▶ [Direction] Go through the items below and copy out every line that contains the word "fuselage".

▶ [Data]
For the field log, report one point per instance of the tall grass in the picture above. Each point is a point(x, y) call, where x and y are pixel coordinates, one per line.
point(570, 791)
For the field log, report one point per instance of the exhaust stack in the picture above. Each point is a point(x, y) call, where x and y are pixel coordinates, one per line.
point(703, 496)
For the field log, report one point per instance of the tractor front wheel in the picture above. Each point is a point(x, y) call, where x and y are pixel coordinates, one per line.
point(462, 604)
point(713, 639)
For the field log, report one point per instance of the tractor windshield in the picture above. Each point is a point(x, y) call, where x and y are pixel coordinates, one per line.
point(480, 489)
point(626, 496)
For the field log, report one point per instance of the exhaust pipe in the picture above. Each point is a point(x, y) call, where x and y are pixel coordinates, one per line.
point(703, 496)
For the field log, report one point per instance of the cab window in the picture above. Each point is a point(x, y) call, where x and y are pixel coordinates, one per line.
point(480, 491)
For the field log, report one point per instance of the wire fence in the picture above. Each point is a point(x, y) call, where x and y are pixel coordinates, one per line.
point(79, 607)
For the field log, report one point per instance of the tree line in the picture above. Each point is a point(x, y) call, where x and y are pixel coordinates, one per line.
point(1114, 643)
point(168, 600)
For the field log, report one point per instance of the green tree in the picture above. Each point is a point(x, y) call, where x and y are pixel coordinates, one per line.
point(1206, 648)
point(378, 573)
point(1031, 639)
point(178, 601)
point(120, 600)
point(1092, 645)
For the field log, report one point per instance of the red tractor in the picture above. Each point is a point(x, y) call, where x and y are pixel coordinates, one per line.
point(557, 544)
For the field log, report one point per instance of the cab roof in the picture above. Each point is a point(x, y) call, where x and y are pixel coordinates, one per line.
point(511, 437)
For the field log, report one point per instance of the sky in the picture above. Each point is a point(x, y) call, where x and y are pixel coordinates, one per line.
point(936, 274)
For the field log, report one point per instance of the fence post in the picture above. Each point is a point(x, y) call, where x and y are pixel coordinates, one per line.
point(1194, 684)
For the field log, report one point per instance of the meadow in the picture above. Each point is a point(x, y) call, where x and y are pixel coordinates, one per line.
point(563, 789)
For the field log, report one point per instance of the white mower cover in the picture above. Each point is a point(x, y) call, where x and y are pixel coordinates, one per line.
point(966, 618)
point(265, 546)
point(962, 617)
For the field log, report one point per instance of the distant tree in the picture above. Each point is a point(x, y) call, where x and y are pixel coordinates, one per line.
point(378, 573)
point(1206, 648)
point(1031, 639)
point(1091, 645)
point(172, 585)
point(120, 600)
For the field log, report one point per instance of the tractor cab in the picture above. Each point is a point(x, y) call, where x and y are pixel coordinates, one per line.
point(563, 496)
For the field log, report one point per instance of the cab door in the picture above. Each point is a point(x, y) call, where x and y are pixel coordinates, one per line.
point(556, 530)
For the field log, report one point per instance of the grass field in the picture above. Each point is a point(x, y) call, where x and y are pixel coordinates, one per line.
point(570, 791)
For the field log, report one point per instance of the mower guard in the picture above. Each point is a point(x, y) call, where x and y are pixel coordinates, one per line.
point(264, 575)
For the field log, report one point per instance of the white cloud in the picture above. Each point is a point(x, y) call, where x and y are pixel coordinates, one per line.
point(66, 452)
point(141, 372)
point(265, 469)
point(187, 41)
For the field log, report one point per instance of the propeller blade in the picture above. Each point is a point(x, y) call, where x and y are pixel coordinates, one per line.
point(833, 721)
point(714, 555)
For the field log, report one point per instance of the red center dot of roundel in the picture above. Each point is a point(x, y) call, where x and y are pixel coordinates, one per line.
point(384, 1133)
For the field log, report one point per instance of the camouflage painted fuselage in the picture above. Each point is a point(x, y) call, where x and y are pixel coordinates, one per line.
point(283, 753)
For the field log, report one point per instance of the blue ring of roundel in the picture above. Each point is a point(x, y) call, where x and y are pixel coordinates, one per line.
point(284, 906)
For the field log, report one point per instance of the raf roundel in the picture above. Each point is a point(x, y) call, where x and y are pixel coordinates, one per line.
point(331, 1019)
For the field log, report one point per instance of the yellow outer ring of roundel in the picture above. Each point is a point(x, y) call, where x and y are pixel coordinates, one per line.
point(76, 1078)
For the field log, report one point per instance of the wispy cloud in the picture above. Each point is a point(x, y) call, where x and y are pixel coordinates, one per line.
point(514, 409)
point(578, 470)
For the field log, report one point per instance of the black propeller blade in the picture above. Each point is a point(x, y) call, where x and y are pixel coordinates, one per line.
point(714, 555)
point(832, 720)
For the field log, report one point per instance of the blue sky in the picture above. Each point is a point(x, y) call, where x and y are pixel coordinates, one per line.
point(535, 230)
---
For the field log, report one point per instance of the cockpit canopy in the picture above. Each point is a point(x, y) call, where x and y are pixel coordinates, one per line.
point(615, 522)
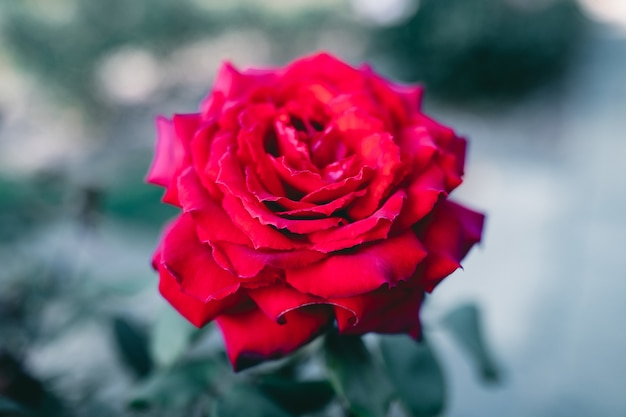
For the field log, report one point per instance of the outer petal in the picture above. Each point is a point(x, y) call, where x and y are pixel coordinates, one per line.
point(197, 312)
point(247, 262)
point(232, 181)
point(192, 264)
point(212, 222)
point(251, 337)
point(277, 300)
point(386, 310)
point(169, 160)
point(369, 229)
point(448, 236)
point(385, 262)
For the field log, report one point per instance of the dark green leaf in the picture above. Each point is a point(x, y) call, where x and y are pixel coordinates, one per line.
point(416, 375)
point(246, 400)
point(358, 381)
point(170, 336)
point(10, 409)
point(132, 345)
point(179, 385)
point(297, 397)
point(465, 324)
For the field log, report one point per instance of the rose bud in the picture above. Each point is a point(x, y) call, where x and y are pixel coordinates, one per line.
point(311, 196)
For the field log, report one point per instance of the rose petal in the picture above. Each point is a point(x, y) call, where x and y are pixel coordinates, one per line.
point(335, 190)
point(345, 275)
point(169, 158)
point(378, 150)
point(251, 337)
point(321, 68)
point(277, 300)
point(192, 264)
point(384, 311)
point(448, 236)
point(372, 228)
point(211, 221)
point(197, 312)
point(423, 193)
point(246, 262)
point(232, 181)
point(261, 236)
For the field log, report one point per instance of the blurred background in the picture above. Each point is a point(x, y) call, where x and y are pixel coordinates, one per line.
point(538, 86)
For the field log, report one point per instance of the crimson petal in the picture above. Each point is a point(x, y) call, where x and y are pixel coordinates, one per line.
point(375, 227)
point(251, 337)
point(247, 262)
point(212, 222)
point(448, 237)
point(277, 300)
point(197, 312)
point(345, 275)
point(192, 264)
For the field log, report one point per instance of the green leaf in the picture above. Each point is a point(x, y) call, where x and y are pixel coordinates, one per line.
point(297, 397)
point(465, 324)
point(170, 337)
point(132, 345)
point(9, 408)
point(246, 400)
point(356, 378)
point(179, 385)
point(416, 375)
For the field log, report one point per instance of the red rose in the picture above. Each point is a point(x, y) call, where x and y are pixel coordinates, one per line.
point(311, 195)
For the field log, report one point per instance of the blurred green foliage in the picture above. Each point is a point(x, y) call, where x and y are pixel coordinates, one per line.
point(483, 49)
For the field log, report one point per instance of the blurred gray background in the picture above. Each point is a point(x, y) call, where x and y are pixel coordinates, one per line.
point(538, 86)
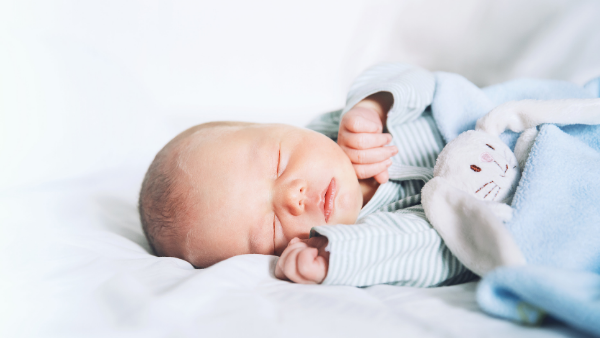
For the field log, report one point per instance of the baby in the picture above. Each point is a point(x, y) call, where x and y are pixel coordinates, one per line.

▶ [Completed exercise]
For the field log, report one point per instance of the camouflage painted fuselage in the picture above. Each point is a point(x, y) call, where x and y are pixel coordinates, one per line.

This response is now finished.